▶ **WORK INSTRUCTIONS**: Each entry below should be reproduced character for character.

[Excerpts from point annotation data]

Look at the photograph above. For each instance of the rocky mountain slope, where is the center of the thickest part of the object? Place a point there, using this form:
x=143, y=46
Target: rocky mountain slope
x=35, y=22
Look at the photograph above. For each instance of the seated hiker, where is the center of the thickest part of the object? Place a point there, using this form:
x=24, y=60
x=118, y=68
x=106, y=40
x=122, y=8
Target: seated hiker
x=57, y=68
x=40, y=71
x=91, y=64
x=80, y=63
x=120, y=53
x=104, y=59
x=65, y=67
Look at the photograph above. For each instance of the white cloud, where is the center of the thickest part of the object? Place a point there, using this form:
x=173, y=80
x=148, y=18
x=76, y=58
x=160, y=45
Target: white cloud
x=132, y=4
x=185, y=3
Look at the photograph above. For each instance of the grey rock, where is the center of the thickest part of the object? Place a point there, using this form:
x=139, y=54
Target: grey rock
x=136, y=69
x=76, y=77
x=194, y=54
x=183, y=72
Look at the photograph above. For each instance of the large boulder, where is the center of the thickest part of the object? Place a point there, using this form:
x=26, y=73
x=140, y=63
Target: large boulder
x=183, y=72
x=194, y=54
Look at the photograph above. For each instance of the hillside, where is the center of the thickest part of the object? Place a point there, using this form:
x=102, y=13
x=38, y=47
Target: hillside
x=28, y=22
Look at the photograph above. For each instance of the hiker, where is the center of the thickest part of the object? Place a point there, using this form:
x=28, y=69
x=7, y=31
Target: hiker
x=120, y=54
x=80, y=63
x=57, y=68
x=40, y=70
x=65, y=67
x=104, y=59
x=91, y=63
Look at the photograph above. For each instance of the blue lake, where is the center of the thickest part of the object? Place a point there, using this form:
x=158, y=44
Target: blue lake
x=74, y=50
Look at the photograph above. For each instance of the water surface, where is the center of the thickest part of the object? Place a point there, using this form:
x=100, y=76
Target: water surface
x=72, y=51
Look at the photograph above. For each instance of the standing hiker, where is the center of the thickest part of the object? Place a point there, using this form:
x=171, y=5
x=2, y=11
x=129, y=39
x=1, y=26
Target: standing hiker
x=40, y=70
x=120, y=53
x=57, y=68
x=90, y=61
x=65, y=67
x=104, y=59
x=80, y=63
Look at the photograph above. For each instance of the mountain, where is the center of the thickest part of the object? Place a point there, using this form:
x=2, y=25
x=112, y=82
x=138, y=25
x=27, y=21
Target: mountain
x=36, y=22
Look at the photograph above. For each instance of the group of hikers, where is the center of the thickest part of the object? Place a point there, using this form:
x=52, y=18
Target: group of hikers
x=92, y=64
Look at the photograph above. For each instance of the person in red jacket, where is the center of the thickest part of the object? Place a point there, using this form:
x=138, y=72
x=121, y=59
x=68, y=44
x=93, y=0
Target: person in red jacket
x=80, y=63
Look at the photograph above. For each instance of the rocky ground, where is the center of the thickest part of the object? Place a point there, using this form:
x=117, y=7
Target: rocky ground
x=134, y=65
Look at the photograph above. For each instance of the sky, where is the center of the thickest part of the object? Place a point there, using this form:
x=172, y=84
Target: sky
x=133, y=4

▶ **TASK ANSWER**:
Look at the photograph above. For each instance of the rocky mountain slope, where is the center of the thickest part of the object? Place a point there, using this form:
x=143, y=46
Target: rocky mountain slope
x=35, y=22
Look at the photograph above. For each instance of the seated hiker, where is the center of the thickest part of the object? Place a point there, using this form:
x=24, y=60
x=118, y=68
x=106, y=40
x=122, y=8
Target: seated hiker
x=57, y=68
x=40, y=71
x=91, y=64
x=80, y=63
x=120, y=53
x=104, y=59
x=65, y=67
Look at the photograph above. For each instance of the white cloud, where is the center of the thickest part of the object? Place a point there, using this form:
x=173, y=80
x=148, y=18
x=76, y=58
x=160, y=45
Target: white cloud
x=132, y=4
x=185, y=3
Look at the photograph above. For each instance of the grey rock, where is the center of the thickest part of the object? Place a point there, using this form:
x=139, y=54
Target: grey rock
x=136, y=69
x=76, y=77
x=194, y=54
x=183, y=72
Look at the photograph above. For each instance of the large boulder, where is the center of the thickest part of the object? Place a point there, using this form:
x=26, y=73
x=140, y=63
Target: large boulder
x=183, y=72
x=194, y=54
Look at the photograph above. For each instance of the hillside, where is the center of the thickest part of the object? Place a point there, using this form:
x=102, y=13
x=38, y=47
Target: hillside
x=28, y=22
Look at the photograph above. For each instance of the hiker, where is the center of the thickest part of the object? Place a point there, using this form:
x=28, y=69
x=7, y=31
Target: hiker
x=120, y=54
x=80, y=63
x=57, y=68
x=40, y=70
x=65, y=67
x=104, y=59
x=91, y=63
Look at the photograph above. For each instance of the blue lake, where is the center of the thickest part of the object? Place a point there, using this form:
x=158, y=44
Target: blue lake
x=74, y=50
Look at the photograph above. For each instance of the water surface, where is the center of the thickest part of the object? Place a point there, using this form:
x=100, y=76
Target: water surface
x=72, y=51
Look at the photograph above. For each instance of the standing hiker, where is the center of the thickest part of the object? Place a point there, using this form:
x=171, y=5
x=2, y=11
x=129, y=39
x=1, y=26
Target: standing hiker
x=40, y=70
x=120, y=53
x=57, y=68
x=90, y=61
x=65, y=67
x=104, y=59
x=80, y=63
Look at the photograph above. For each instance of the mountain, where is the center of the thickest part of the object? Place a point there, using this form:
x=2, y=25
x=112, y=82
x=138, y=25
x=27, y=21
Target: mountain
x=36, y=22
Look at the photograph above. For each instance of the group of hikers, where is the center of the thickest part of the object? Place a point there, using this form:
x=52, y=18
Target: group of hikers
x=92, y=64
Look at the photograph above. For each instance of the person in red jacket, where is the center of the thickest part of the object? Place a point there, using this form:
x=138, y=72
x=121, y=59
x=68, y=44
x=93, y=0
Target: person in red jacket
x=80, y=63
Look at the photograph above. For each instance of the rocky ground, where is the center of the thickest part of the object? Place a point there, using this form:
x=117, y=7
Target: rocky ground
x=134, y=65
Look at the photograph above. For each instance of the sky, where is the center of the thickest part of the object? Place a point there, using this form:
x=172, y=84
Target: sky
x=133, y=4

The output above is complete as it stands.